• [EXCERPT TO READ]:

☆ ☆ ☆ ☆

The dynamic then will be much different than what council hopefuls
and their most ardent supporters were planning for the avoided
special election, which likely would have happened this November.
An election this year would have hinged on a relatively few number
of votes, as is historically true of special elections (or even
off-presidential year elections). Groups that have reliable core
voters tend to do well in such races. And in Costa Mesa, the most
obvious group that fits that description is the loosely organized
“improver” movement.
It’s a safe bet that Eric Bever, had he been the improver
candidate, would have won the election. In the past two elections,
after all, an improver candidate has won a seat: first Chris Steel in
2000, then Allan Mansoor in 2002.
At this point, Bever remains a front-runner in 2004, but his
chances are significantly lower in a race that is unlikely to play as
the elections did in 2000 and 2002.
The central reason for this is that, for the first time, the
improvers won’t have a single candidate they can coalesce behind.

☆ ☆ ☆ ☆

• [LISTED ENTRIES]:
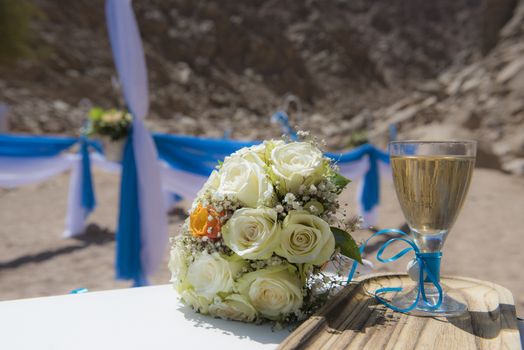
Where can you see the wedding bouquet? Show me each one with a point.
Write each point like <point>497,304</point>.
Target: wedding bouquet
<point>261,233</point>
<point>112,127</point>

☆ ☆ ☆ ☆

• [GIVEN REQUEST 1]: Retype the passage on the Costa Mesa council election from "An election this" up to and including "2000 and 2002.".
• [GIVEN REQUEST 2]:
Answer these questions from the passage on the Costa Mesa council election.
(a) When would the avoided special election likely have taken place?
(b) Which improver candidate won a seat in 2000?
(c) What will the improvers lack for the first time?
• [GIVEN REQUEST 3]: Carry on the passage about the Costa Mesa council election from its last sentence.
The entries play no part in this work.

• [WRITTEN REPLY 1]:
An election this year would have hinged on a relatively few number
of votes, as is historically true of special elections (or even
off-presidential year elections). Groups that have reliable core
voters tend to do well in such races. And in Costa Mesa, the most
obvious group that fits that description is the loosely organized
“improver” movement.
It’s a safe bet that Eric Bever, had he been the improver
candidate, would have won the election. In the past two elections,
after all, an improver candidate has won a seat: first Chris Steel in
2000, then Allan Mansoor in 2002.
At this point, Bever remains a front-runner in 2004, but his
chances are significantly lower in a race that is unlikely to play as
the elections did in 2000 and 2002.

• [WRITTEN REPLY 2]:
(a) This November.
(b) Chris Steel.
(c) A single candidate they can coalesce behind.

• [WRITTEN REPLY 3]:
In 2000, the improver candidate was Steel. (Planning Commissioner
Joel Faris, who also ran that year and did well, coming in fifth out
of 11 candidates as an unknown, did not yet have the improver name as
clearly as he does now.)
This election marked the improvers “coming out” as an organized
resident group. All of their efforts could be directed for Steel,
whose name recognition from repeated runs and plum placement on the
ballot likely helped boost him to the top of the race, as did the
size of the field.
In 2002, Mansoor was the improver candidate, able to run unopposed
for their votes (Faris did not run, in part to avoid diluting the
improver field). That unified backing was in contrast to -- and not
everyone agrees with this idea -- the splitting of votes between
former Mayor Linda Dixon and Planning Commissioner Katrina Foley.
Next year, however, Steel is up for reelection. So if the
improvers want to add another new face without losing one of their
councilmen (and just how much they support Steel is up for debate),
they will have to figure out a way to get him reelected, and Bever,
if he is their candidate, elected. Their resources, in such a
scenario, will be spread thinner.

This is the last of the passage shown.